» **ROWS**:
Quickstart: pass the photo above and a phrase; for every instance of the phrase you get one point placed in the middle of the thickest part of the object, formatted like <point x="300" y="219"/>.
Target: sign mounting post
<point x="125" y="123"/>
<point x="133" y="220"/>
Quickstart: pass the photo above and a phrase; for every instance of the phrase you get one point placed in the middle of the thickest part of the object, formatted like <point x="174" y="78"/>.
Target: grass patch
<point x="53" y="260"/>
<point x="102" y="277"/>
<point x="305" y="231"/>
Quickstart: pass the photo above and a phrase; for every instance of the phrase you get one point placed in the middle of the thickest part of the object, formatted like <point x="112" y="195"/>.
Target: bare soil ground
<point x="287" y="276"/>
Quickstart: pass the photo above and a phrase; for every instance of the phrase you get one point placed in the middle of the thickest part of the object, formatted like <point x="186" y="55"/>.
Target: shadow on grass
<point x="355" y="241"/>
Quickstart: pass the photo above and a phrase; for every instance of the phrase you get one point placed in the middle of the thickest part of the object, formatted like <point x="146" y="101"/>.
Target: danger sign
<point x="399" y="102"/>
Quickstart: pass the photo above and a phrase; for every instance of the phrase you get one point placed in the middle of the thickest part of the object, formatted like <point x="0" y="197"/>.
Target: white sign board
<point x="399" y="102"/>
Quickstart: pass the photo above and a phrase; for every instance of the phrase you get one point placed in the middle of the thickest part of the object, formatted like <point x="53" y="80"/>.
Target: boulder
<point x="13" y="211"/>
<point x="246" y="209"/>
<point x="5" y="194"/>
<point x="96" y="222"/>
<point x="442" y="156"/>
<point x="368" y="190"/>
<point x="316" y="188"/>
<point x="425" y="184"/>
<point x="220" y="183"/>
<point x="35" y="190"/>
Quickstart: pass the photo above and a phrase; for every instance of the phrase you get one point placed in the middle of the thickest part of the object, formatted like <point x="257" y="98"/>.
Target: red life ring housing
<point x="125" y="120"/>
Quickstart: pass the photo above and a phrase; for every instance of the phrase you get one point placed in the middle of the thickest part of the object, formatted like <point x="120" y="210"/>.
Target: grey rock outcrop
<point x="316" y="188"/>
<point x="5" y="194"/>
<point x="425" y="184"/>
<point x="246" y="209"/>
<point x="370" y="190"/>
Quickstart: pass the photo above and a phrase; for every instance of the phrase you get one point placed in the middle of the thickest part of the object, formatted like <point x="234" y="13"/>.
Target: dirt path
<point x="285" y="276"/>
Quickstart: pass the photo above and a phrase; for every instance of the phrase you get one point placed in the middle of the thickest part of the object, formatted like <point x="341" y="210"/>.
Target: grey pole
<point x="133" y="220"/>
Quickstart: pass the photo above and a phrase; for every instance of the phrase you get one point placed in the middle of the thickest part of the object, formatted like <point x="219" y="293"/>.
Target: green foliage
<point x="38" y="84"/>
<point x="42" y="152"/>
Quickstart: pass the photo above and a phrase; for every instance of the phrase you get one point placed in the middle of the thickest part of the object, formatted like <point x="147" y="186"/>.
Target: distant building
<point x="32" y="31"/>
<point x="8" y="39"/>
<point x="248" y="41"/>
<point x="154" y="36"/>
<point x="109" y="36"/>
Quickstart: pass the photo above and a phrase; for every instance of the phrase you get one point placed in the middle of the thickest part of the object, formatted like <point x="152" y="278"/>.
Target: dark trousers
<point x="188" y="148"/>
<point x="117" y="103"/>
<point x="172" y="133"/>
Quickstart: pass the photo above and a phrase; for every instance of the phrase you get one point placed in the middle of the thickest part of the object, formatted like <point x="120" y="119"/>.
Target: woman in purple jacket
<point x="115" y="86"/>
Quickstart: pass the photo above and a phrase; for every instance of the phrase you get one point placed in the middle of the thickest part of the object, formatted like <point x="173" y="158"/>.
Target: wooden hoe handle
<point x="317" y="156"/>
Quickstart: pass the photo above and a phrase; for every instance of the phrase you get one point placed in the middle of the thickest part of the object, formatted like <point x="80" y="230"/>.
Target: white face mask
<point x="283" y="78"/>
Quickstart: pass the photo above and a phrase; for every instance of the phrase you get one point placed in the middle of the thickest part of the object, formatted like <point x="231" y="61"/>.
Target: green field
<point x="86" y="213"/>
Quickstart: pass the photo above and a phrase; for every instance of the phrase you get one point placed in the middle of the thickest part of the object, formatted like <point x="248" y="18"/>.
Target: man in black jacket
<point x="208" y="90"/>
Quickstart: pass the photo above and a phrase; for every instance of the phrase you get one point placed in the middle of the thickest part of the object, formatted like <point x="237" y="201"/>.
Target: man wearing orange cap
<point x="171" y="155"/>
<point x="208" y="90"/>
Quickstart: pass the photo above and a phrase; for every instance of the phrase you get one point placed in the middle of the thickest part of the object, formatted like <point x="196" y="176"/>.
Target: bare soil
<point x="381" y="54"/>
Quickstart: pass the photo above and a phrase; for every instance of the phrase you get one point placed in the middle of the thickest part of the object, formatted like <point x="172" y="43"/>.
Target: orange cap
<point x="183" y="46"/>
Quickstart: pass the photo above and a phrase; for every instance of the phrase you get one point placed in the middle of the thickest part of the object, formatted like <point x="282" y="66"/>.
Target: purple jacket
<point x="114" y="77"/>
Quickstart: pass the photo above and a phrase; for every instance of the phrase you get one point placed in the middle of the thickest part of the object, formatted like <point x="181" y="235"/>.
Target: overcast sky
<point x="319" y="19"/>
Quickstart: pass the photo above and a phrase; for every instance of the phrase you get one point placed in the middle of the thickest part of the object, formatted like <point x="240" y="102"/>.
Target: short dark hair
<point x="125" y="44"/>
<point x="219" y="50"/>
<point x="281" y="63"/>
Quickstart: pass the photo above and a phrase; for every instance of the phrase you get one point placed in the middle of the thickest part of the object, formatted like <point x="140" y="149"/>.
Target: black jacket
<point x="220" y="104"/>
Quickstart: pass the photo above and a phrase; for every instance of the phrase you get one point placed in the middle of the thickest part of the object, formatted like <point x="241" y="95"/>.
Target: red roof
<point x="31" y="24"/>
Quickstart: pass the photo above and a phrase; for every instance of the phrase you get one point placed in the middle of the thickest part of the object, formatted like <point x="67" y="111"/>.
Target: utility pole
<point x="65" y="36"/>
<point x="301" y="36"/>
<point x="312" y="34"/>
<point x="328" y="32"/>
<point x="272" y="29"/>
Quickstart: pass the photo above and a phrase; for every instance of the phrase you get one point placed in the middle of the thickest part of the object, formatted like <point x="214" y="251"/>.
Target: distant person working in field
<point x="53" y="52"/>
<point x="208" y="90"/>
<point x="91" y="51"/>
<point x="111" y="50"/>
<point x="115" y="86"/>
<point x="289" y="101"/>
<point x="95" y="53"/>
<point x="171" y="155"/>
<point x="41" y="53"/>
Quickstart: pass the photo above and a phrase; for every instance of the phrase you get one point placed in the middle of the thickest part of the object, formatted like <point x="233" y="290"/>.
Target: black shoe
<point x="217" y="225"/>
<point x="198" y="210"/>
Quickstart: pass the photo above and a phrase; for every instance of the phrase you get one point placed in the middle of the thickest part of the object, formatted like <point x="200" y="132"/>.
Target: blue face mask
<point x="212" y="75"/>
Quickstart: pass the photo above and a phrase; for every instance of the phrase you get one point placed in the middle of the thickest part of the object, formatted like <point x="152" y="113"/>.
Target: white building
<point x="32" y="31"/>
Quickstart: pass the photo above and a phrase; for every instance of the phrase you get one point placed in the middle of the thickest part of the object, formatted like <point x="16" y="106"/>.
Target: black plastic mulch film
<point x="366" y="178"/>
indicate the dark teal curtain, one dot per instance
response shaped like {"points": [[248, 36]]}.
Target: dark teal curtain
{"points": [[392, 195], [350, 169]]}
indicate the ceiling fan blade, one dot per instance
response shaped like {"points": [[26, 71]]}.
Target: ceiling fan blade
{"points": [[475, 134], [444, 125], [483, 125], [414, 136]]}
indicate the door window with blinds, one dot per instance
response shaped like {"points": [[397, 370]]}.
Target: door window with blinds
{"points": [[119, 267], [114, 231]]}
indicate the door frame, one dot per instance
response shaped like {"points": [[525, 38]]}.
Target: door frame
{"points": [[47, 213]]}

» **TASK TO CARRY OUT**: Copy out the records verbatim, beginning with the line that contains "indicate the door window" and continuing through the end of the records.

» **OUTPUT OF THE TASK**:
indicate the door window with blinds, one dot per instance
response shaped like {"points": [[397, 370]]}.
Target: door window with blinds
{"points": [[119, 267], [114, 231]]}
indicate the door frame, one dot per instance
response shaped like {"points": [[525, 38]]}.
Target: door frame
{"points": [[47, 213]]}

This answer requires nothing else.